**TASK BRIEF:** Convert every line of the records below into a JSON list of strings with one string per line, leaving out any blank lines.
━━━
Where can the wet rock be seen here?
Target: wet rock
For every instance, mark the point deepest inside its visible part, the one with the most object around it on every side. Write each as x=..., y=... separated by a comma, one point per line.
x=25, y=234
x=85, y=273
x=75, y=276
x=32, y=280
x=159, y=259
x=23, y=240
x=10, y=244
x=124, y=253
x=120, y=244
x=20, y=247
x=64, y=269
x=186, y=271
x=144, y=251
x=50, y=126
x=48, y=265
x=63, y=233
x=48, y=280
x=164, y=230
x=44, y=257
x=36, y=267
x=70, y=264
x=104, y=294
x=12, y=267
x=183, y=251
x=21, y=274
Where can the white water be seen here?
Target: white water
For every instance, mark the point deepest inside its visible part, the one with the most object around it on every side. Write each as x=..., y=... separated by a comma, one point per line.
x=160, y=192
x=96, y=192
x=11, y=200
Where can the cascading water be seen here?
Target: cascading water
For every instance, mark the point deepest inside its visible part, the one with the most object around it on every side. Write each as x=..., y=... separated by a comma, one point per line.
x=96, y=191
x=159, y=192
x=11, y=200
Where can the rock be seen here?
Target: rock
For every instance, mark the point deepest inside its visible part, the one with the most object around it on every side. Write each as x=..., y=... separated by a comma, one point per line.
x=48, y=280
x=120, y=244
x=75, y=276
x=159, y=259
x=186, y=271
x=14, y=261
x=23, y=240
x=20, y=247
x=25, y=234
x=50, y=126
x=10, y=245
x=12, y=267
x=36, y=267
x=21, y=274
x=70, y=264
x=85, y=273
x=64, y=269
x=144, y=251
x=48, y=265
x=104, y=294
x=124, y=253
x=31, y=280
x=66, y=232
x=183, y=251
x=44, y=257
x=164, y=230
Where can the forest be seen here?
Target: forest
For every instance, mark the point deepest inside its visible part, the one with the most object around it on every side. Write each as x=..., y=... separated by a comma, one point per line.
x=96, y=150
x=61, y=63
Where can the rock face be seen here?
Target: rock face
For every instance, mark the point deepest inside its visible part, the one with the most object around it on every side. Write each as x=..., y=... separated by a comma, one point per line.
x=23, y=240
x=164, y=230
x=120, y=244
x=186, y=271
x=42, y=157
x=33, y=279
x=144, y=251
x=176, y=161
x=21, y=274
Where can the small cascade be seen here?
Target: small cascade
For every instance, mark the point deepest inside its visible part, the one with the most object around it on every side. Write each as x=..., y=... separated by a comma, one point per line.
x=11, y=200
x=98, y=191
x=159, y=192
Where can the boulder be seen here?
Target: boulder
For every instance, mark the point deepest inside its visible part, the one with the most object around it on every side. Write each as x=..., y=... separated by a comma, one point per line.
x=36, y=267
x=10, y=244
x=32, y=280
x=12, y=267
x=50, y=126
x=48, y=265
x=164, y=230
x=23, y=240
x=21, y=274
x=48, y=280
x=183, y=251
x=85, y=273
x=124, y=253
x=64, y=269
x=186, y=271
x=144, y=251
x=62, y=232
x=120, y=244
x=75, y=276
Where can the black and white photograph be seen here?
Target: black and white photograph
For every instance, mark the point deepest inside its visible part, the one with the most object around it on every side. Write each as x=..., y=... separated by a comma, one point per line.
━━━
**SOLUTION:**
[
  "Where can the wet rock be seen here?",
  "Target: wet rock",
  "For every instance, mark the point deepest inside its visible part, the one with the most object around it on every side. Write each as x=..., y=... separated by a comma, one point per line.",
  "x=25, y=234",
  "x=85, y=273",
  "x=75, y=276",
  "x=32, y=280",
  "x=159, y=259",
  "x=23, y=240",
  "x=10, y=244",
  "x=124, y=253",
  "x=120, y=244",
  "x=20, y=247",
  "x=64, y=269",
  "x=186, y=271",
  "x=144, y=251",
  "x=50, y=126",
  "x=48, y=265",
  "x=63, y=233",
  "x=48, y=280",
  "x=164, y=230",
  "x=44, y=257",
  "x=36, y=267",
  "x=70, y=264",
  "x=104, y=294",
  "x=12, y=267",
  "x=183, y=251",
  "x=21, y=274",
  "Where can the white water be seen here?",
  "Target: white water",
  "For every instance, mark the point deepest inside its visible part, the one with the most object around it on every side. Write each as x=..., y=... separated by a comma, one point per line.",
  "x=160, y=192",
  "x=96, y=192",
  "x=11, y=200",
  "Where can the cascading water be seen here?",
  "Target: cascading water",
  "For every instance, mark the point deepest inside its visible part, the one with the most object around it on every side. Write each as x=..., y=... separated by a comma, one point per line.",
  "x=96, y=191",
  "x=159, y=192",
  "x=11, y=200",
  "Where can the rock be seen here?",
  "Target: rock",
  "For every instance, mark the point deepest inside its visible part, the one with the most object around it on every side. Write each as x=..., y=... separated by a comma, one point per line.",
  "x=48, y=280",
  "x=120, y=244",
  "x=75, y=276",
  "x=159, y=259",
  "x=186, y=271",
  "x=14, y=261",
  "x=23, y=240",
  "x=20, y=247",
  "x=25, y=234",
  "x=50, y=126",
  "x=10, y=245",
  "x=12, y=267",
  "x=36, y=267",
  "x=21, y=274",
  "x=70, y=264",
  "x=85, y=273",
  "x=64, y=269",
  "x=144, y=251",
  "x=48, y=265",
  "x=104, y=294",
  "x=124, y=253",
  "x=31, y=280",
  "x=66, y=232",
  "x=183, y=251",
  "x=44, y=257",
  "x=164, y=230",
  "Where can the forest be seen here?",
  "Target: forest",
  "For every instance, mark the point deepest inside its visible part, the one with the most object around it on every side. Write each as x=..., y=... separated by a comma, one point per line.",
  "x=96, y=150",
  "x=61, y=63",
  "Where can the rock face be seen here?",
  "Target: rock face",
  "For every instance, mark the point deepest inside its visible part, the one with the most object around it on every side. Write each as x=..., y=... separated by a comma, one point per line.",
  "x=23, y=240",
  "x=164, y=230",
  "x=120, y=244",
  "x=186, y=271",
  "x=42, y=157",
  "x=33, y=279",
  "x=144, y=251",
  "x=176, y=161",
  "x=21, y=274",
  "Where can the small cascade be seen here?",
  "Target: small cascade",
  "For every instance, mark the point deepest inside its visible part, the one with the most object around it on every side. Write each as x=..., y=... separated by a comma, one point per line.",
  "x=11, y=200",
  "x=98, y=191",
  "x=159, y=192",
  "Where can the boulder be seen here?",
  "Target: boulder",
  "For every instance, mark the point deepest inside its visible part, the one with the most object around it on every side. Write each as x=..., y=... separated by a comma, one point per line.",
  "x=36, y=267",
  "x=10, y=244",
  "x=32, y=280",
  "x=12, y=267",
  "x=50, y=126",
  "x=48, y=265",
  "x=164, y=230",
  "x=23, y=240",
  "x=21, y=274",
  "x=48, y=280",
  "x=183, y=251",
  "x=85, y=273",
  "x=124, y=253",
  "x=64, y=269",
  "x=186, y=271",
  "x=144, y=251",
  "x=62, y=232",
  "x=120, y=244",
  "x=75, y=276",
  "Where can the black and white photograph be seen here?",
  "Target: black and white photograph",
  "For every instance, mark the point deepest inside its visible part, the one with the most object around it on every side. Write each as x=..., y=... separated by a comma, one point per line."
]